[Entries drawn from a collection]

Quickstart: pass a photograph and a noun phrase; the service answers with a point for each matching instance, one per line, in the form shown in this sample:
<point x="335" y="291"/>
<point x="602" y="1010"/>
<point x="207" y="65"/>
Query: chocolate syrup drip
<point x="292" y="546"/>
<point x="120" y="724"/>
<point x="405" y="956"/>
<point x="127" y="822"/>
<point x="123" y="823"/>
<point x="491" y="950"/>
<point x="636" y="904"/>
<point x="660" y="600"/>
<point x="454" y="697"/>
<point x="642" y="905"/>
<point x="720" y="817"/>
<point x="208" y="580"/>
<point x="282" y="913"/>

▶ **PROMPT**
Reproduce the records above, replacing "noun phrase" with "short description" and leaving everything else unchanged.

▶ **FINAL RESULT**
Quickstart: pass a photograph and a short description; the service answers with a point for each matching instance, one per line, in the form shown in this sample:
<point x="335" y="291"/>
<point x="602" y="1010"/>
<point x="207" y="65"/>
Query: chocolate syrup drip
<point x="292" y="546"/>
<point x="120" y="724"/>
<point x="405" y="956"/>
<point x="127" y="822"/>
<point x="123" y="823"/>
<point x="491" y="950"/>
<point x="636" y="904"/>
<point x="660" y="600"/>
<point x="454" y="697"/>
<point x="642" y="905"/>
<point x="720" y="817"/>
<point x="208" y="580"/>
<point x="282" y="913"/>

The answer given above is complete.